Aim of the task -> Transcribe the stretch of entries below from the line with "The component shall place one marker per instance of the tree" through the line with "plastic mesh, each", exactly and with both ends included; leave out all other lines.

[Data extracted from a collection]
━━━━━━

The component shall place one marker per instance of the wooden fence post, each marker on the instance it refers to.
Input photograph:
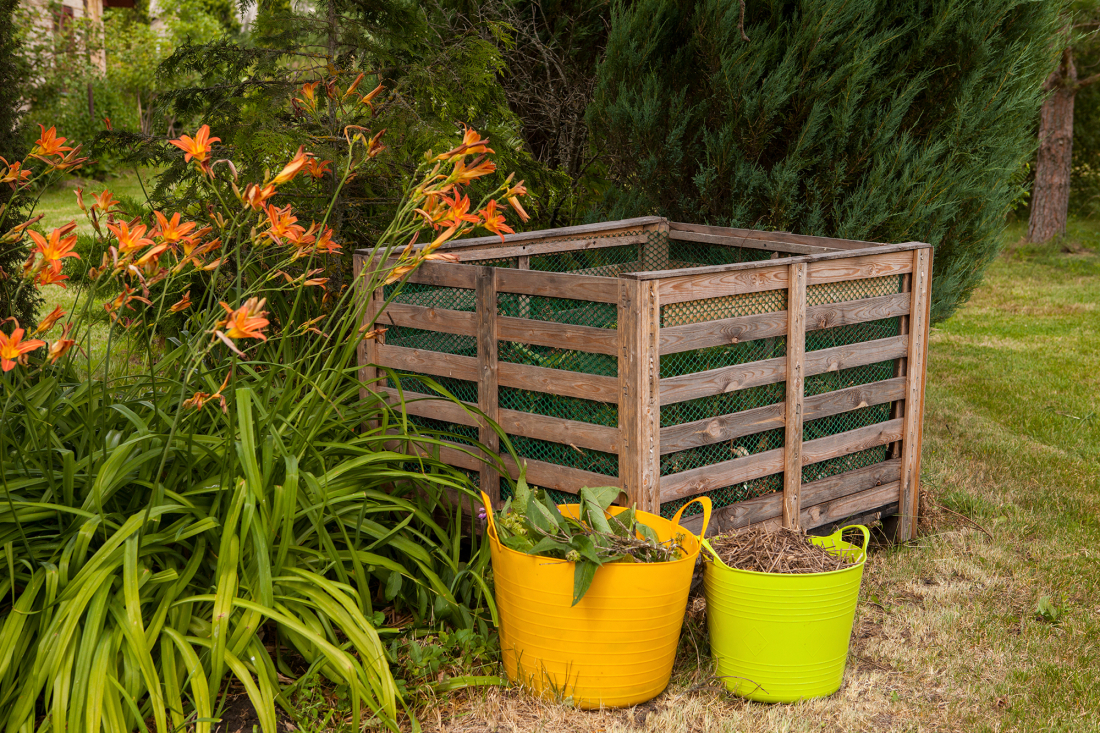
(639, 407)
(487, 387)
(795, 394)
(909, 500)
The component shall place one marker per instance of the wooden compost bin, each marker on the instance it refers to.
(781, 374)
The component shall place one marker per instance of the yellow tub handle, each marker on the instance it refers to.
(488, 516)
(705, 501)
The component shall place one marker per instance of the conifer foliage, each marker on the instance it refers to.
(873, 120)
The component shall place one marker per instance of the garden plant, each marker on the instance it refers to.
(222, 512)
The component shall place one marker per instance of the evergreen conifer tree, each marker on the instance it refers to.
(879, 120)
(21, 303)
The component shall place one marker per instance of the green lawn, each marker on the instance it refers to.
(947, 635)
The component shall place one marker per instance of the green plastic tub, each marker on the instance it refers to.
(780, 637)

━━━━━━

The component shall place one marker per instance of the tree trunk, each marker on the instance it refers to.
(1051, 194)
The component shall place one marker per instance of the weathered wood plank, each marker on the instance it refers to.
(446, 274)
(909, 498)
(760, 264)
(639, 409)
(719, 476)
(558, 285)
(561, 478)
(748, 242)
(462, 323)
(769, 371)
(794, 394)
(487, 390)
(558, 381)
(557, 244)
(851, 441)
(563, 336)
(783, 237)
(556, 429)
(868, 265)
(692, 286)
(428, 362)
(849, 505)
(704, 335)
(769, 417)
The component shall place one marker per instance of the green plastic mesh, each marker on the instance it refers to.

━━━━━━

Exercise result ->
The component shall place one marker per instance of the tree trunk, each marker on the instance it refers to.
(1051, 194)
The component shall place one marker per instance of the weathered wood plank, each marker on the instance it refers to.
(446, 274)
(909, 498)
(760, 264)
(639, 409)
(719, 476)
(558, 285)
(561, 478)
(748, 242)
(462, 323)
(769, 371)
(794, 394)
(487, 390)
(558, 381)
(557, 244)
(851, 441)
(563, 336)
(783, 237)
(556, 429)
(868, 265)
(692, 286)
(428, 362)
(849, 505)
(704, 335)
(769, 417)
The component shall place one marker per instance of the green plastic mesh, each marker on the instance it refers to.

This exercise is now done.